*Page extract*.
####################

EX-99.58   —   Miscellaneous Exhibit — exhibit99-58


This Exhibit is an HTML Document rendered as filed.  [ Alternative Formats ]



  Sphere 3D Corporation: Exhibit 99.58 - Filed by newsfilecorp.com  

SPHERE 3D CORPORATION

FORM 51-102F3
MATERIAL CHANGE REPORT

Item 1 Name and Address of Company
   
  Sphere 3D Corporation (the “Corporation”)
  240 Matheson Boulevard East
  Mississauga, Ontario
  L4Z 1X1
   
Item 2 Date of Material Change
   
  March 21, 2014
   
Item 3 News Release
   

The news releases attached hereto as Schedules “A” and “B” issued by the Corporation and disseminated via Newsfile Corp. on March 21, 2014 and are available on the Corporation’s profile at www.sedar.com.

   
Item 4 Summary of Material Change
   

On March 21, 2014, the Corporation announced that it has completed a financing with FBC Holdings S.A.R.L., a wholly-owned subsidiary of Cyrus Capital Partners L.P. (collectively, “Cyrus”), whereby Cyrus subscribed for a convertible secured debenture of the Corporation in the principal amount of U.S. $5,000,000 (the “Debenture”).

   

On March 21, 2014, the Corporation also announced that it has closed its previously announced transaction to acquire all the assets, including patents, trademarks and other intellectual property of V3 Systems, Inc. (“V3 Systems”).

   
Item 5 Full Description of Material Change
   

The news release attached hereto as Schedule “A” provides a full description of the material change.

   

On March 21, 2014, the Corporation announced that it has entered into a Debenture with Cyrus for U.S. $5,000,000. The Debenture has a four year term maturing on March 21, 2018, bears interest at 8% per annum, to be paid semi-annually in cash or shares at the option of the Corporation. The Debenture is convertible at any time into common shares in the capital of the Corporation (the “Conversion Right”) at a price of U.S. $7.50 (the “Conversion Price”). The Corporation shall have the right to force the conversion of the Debenture if the trading price of the common shares for 10 successive days in which the shares actually trade on the TSX Venture Exchange (the “TSXV”) or other principal exchange, exceeds 150% of the Conversion Price. In addition, the Corporation shall have the right to repay in full the outstanding balance owing under the Debenture at any time during the first 12 months of the term for an amount equal 120% of the balance then outstanding and at any time during the second year of the term for an amount equal 125% of the balance then outstanding.

####################

Records from a dataset
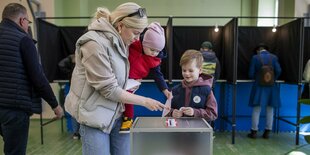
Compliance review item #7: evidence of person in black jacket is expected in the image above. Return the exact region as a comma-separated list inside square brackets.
[0, 3, 63, 155]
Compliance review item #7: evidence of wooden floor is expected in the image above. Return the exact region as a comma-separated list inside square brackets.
[0, 120, 310, 155]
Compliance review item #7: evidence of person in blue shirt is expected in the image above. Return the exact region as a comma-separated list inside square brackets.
[248, 43, 281, 139]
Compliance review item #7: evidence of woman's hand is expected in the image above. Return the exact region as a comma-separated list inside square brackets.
[163, 89, 173, 99]
[144, 97, 170, 111]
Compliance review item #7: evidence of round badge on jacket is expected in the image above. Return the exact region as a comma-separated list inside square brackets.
[193, 96, 201, 103]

####################

*Task A*.
List the titles of all the numbered item headings in the material change report.
*Task B*.
According to the material change report, what annual interest rate does the Debenture bear?
The data comes from a different source than the material change report.

*Exercise solution A*.
Name and Address of Company; Date of Material Change; News Release; Summary of Material Change; Full Description of Material Change

*Exercise solution B*.
8% per annum